■ **Text extract**
Skip to main content

A package for emotion detection using transformers-based models.

Project description

Emotion Analysis Package

This package provides tools for emotion detection using transformer-based models. It includes functionalities for preprocessing data, generating word clouds, visualizing statistics, and evaluating model performance.

Installation

To install the package, you can use pip:

pip install emotion-analysis

Usage

Data Preprocessing

First, you need to preprocess your datasets. You can use the upload_datasets function to load your data. Here is the full testing code. For example:

from emotion_analysis.data_preprocessing import *
from emotion_analysis.tweets_embedding import *
from emotion_analysis.frnn import *
from emotion_analysis.bert_pcc_score_emotions import *
from emotion_analysis.roberta_pcc_score_emotions import *

anger_train, anger_dev, anger_data, anger_test = upload_datasets(
    "/home/ahsan-pmylsp/Desktop/frnn_emotion_detection-main/update/Frnn_Emotion/emotion_analysis/dataset/2018-EI-oc-En-anger-dev.txt",
    "/home/ahsan-pmylsp/Desktop/frnn_emotion_detection-main/update/Frnn_Emotion/emotion_analysis/dataset/EI-oc-En-anger-train.txt",
    "/home/ahsan-pmylsp/Desktop/frnn_emotion_detection-main/update/Frnn_Emotion/emotion_analysis/dataset/2018-EI-oc-En-anger-test.txt",
)

■ **Stated goal 1**
Transcribe the part of the emotion analysis package page from "A package for" up to and including "evaluating model performance.".

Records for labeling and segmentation

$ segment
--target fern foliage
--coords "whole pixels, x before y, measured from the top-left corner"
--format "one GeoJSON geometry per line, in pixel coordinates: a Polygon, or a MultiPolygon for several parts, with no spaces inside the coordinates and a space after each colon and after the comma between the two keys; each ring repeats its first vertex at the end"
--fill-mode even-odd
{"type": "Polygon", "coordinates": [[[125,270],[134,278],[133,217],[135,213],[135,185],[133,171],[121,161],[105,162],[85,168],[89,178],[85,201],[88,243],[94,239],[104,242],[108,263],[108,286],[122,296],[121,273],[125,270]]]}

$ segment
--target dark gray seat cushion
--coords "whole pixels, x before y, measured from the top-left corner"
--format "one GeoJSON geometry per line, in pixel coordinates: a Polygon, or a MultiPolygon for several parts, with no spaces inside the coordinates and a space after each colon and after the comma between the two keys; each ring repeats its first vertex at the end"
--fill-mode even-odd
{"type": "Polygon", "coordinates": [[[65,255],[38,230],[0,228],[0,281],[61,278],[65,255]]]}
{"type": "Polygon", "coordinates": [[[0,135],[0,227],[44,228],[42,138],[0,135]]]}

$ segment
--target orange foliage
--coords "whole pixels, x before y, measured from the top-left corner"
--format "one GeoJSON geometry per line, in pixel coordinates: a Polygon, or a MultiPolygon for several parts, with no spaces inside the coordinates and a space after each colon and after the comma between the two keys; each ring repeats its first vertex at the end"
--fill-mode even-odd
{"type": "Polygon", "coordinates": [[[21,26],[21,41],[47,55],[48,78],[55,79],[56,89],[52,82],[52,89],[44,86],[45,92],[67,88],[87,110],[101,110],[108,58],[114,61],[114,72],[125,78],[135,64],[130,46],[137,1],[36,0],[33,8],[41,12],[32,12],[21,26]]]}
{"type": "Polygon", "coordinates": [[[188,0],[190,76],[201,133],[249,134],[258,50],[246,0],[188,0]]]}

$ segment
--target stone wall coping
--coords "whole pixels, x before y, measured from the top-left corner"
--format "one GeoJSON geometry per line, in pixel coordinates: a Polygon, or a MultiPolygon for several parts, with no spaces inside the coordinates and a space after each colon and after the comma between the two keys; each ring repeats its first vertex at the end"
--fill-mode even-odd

■ **Stated goal 2**
Give only the number of lines in the rows above that contain the string "foliage". Case counts.

■ **Task solution 1**
A package for emotion detection using transformers-based models.

Project description

Emotion Analysis Package

This package provides tools for emotion detection using transformer-based models. It includes functionalities for preprocessing data, generating word clouds, visualizing statistics, and evaluating model performance.

■ **Task solution 2**
2